• DOCUMENT TEXT
The problems of evil and consciousness
There are two apparently insoluble problems in modern philosophy: (a) The problem of evil. (b) The hard problem of consciousness. I say apparently insoluble because the failure to solve the problems is due to academic philosophers clinging to out-dated concepts.
(a) The problem of evil.
This problem may be simply stated thus:
(1) The creator God is omnipotent and perfectly good.
(2) Horrific evil exists in the world.
(3) An omnipotent and perfectly good God would not have created horrific evil.
(4) Therefore there is no omnipotent and perfectly good God.
Academic philosophers, following Roman Catholic dogma, assume that God created the world “in detail”. He said to himself, “I shall create a good individual called Jesus, an evil individual called Hitler, and all the splendid variety of nasty diseases suffered by human beings and other animals.”
In the light of modern cosmological knowledge, the idea that there was a God who created the world in detail is nonsensical. Would an intelligent Creator start off the process of creation with a mighty explosion (the Big Bang)?
We can only speculate about what happened 15 billion years ago, but the hypothesis of Pandeism fits the facts better than either Theism or Atheism. Pandeism speculates that a Divine Being transformed itself into the Universe. There is no assumption that this Divine being was omnipotent. There was no creation “in detail”, but there seems to have been a sort of computer program which set in motion the process of evolution.

• INSTRUCTIONS
1. Quote the passage on evil and consciousness word for word, starting with "(3) An omnipotent" and going on through "(the Big Bang)?".
2. Write the next part of the passage on evil and consciousness, starting after its final sentence.

• DATA LISTING
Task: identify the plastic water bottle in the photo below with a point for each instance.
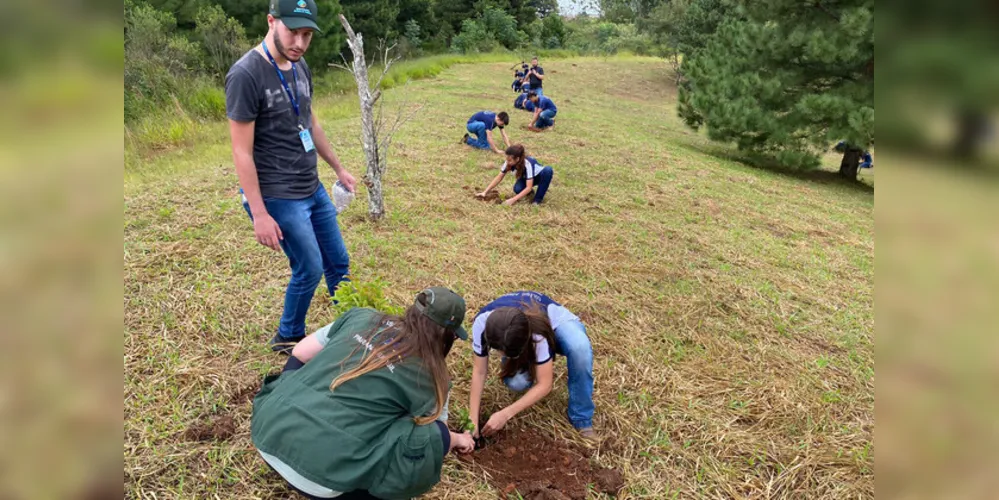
(341, 197)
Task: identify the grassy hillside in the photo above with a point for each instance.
(730, 308)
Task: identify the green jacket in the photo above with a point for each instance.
(361, 436)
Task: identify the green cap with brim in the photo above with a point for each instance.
(296, 14)
(445, 308)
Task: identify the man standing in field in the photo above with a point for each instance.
(536, 76)
(275, 141)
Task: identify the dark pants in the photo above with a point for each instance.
(541, 181)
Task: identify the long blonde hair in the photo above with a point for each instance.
(413, 334)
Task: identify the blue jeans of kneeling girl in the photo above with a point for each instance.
(570, 341)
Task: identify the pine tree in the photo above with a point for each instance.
(786, 79)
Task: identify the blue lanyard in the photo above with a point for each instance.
(284, 82)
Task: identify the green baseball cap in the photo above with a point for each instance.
(296, 14)
(445, 308)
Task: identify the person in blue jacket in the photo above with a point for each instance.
(529, 173)
(482, 124)
(522, 102)
(518, 81)
(544, 112)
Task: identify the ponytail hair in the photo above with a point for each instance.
(512, 330)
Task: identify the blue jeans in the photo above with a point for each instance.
(546, 119)
(570, 341)
(480, 141)
(542, 181)
(314, 248)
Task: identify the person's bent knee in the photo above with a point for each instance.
(310, 273)
(517, 383)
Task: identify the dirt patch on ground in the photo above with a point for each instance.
(217, 429)
(524, 462)
(246, 393)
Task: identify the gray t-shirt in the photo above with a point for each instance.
(253, 93)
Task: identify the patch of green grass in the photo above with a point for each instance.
(730, 308)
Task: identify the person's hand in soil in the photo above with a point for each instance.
(496, 423)
(463, 442)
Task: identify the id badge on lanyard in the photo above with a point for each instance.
(303, 133)
(306, 138)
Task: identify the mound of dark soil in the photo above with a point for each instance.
(525, 462)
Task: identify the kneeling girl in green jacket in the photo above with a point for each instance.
(356, 413)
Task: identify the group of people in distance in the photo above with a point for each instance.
(528, 172)
(359, 409)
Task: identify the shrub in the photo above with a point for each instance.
(353, 294)
(222, 37)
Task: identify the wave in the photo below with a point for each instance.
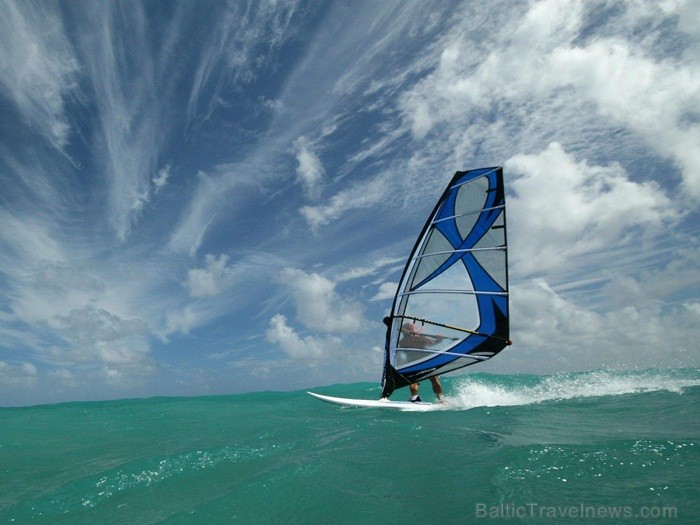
(481, 390)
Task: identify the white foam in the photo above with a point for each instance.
(479, 392)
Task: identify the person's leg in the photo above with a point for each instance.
(437, 387)
(414, 392)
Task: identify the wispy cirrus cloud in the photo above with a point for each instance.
(38, 68)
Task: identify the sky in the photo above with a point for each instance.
(203, 198)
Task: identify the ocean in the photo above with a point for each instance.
(601, 446)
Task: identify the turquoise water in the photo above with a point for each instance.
(553, 449)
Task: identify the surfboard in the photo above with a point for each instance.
(406, 406)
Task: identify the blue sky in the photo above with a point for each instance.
(218, 197)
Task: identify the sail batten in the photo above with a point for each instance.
(454, 285)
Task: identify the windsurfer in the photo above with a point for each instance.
(412, 336)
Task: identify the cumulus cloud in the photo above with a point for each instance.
(23, 375)
(318, 304)
(554, 331)
(308, 348)
(97, 336)
(309, 170)
(563, 208)
(546, 65)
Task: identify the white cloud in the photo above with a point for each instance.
(310, 170)
(357, 196)
(563, 209)
(22, 375)
(553, 332)
(545, 68)
(319, 306)
(215, 278)
(307, 348)
(386, 291)
(96, 336)
(161, 179)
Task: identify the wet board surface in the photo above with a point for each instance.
(376, 403)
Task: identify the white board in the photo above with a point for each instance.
(377, 403)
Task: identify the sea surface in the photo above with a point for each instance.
(609, 447)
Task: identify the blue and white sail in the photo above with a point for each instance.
(451, 306)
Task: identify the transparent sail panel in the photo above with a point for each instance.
(436, 244)
(470, 198)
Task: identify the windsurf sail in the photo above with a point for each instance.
(451, 306)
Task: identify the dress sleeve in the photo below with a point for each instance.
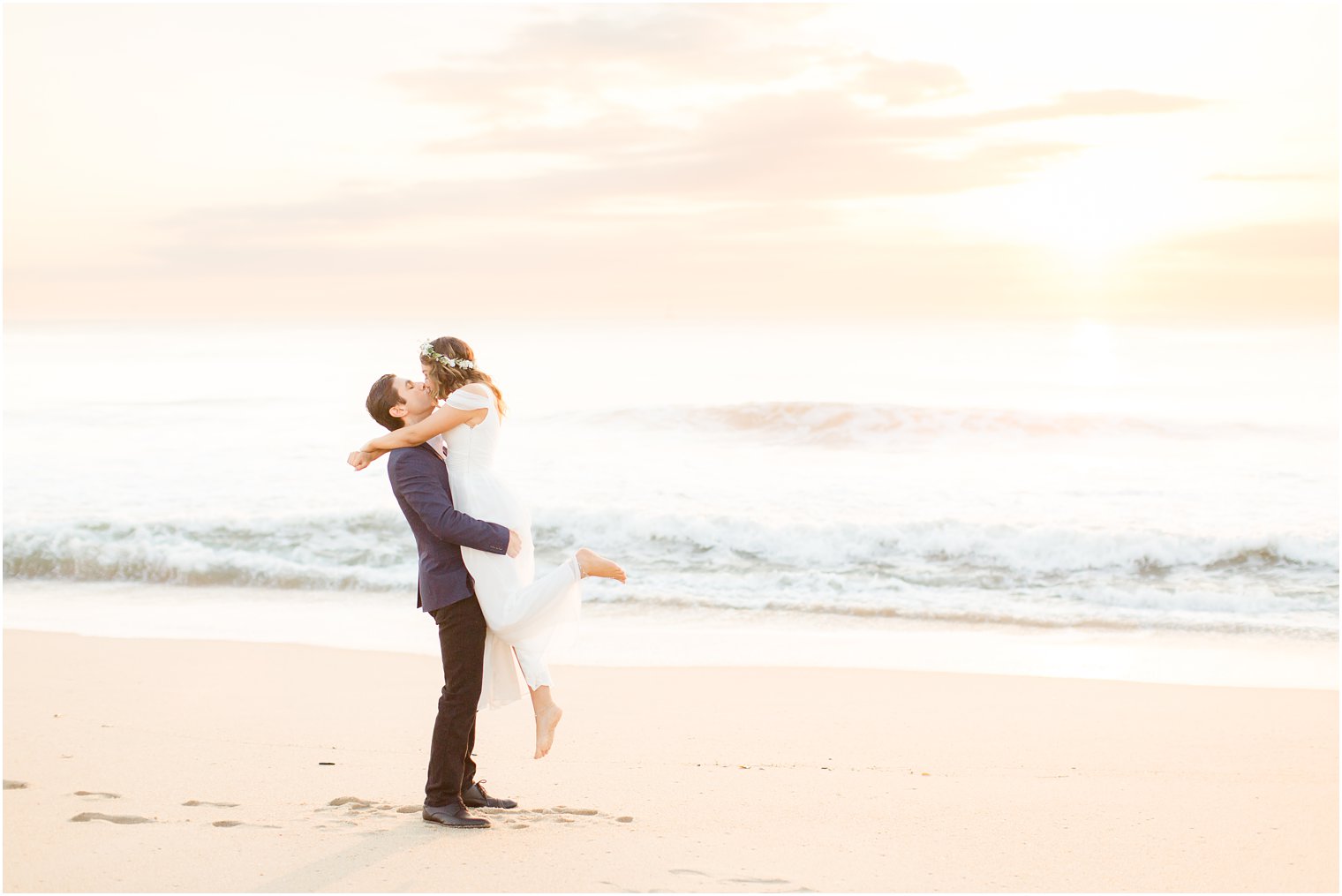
(466, 400)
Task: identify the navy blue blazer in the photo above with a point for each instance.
(419, 479)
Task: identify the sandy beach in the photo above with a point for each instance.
(156, 764)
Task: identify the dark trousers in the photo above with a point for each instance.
(461, 637)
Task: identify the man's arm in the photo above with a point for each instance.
(423, 491)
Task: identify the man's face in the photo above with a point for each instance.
(415, 399)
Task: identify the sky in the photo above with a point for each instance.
(673, 162)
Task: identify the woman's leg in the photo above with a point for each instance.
(547, 715)
(593, 563)
(547, 712)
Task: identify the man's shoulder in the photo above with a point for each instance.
(403, 456)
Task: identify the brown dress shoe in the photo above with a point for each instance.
(454, 817)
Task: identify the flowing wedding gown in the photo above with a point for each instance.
(524, 614)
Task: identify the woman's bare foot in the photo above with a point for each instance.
(593, 563)
(547, 720)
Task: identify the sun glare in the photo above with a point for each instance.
(1090, 211)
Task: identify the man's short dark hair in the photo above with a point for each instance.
(381, 399)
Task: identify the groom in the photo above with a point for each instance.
(446, 591)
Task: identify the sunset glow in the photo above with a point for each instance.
(678, 160)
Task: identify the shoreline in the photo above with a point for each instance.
(624, 635)
(230, 766)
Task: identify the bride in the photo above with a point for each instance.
(523, 612)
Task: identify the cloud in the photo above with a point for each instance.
(1316, 239)
(905, 82)
(581, 59)
(1283, 178)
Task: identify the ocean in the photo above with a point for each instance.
(1073, 477)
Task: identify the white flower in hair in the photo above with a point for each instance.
(430, 351)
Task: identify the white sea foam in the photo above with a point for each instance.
(950, 474)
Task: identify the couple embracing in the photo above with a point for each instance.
(477, 572)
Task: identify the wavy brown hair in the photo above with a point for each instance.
(446, 380)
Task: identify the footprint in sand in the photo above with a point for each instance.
(116, 820)
(237, 824)
(206, 802)
(353, 802)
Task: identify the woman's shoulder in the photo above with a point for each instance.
(472, 396)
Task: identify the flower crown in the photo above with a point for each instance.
(430, 351)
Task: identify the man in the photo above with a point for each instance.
(446, 591)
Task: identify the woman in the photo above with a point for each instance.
(523, 612)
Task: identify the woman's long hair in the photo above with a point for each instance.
(446, 380)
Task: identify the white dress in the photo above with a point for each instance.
(524, 614)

• ANSWERS BELOW
1.
(3) An omnipotent and perfectly good God would not have created horrific evil.
(4) Therefore there is no omnipotent and perfectly good God.
Academic philosophers, following Roman Catholic dogma, assume that God created the world “in detail”. He said to himself, “I shall create a good individual called Jesus, an evil individual called Hitler, and all the splendid variety of nasty diseases suffered by human beings and other animals.”
In the light of modern cosmological knowledge, the idea that there was a God who created the world in detail is nonsensical. Would an intelligent Creator start off the process of creation with a mighty explosion (the Big Bang)?

2.
(b) The hard problem of consciousness.
We all have an idea of what consciousness is, but no neuroscientist has been able to explain how the chemical and electrical processes in the brain are able to produce consciousness. This is the “hard problem”. David Chalmers formulated the hard problem thus:
“It is undeniable that some organisms are subjects of experience. But the question of how it is that these systems are subjects of experience is perplexing. Why is it that when our cognitive systems engage in visual and auditory information-processing, we have visual or auditory experience: the quality of deep blue, the sensation of middle C? How can we explain why there is something it is like to entertain a mental image, or to experience an emotion? It is widely agreed that experience arises from a physical basis, but we have no good explanation of why and how it so arises. Why should physical processing give rise to a rich inner life at all? It seems objectively unreasonable that it should, and yet it does.”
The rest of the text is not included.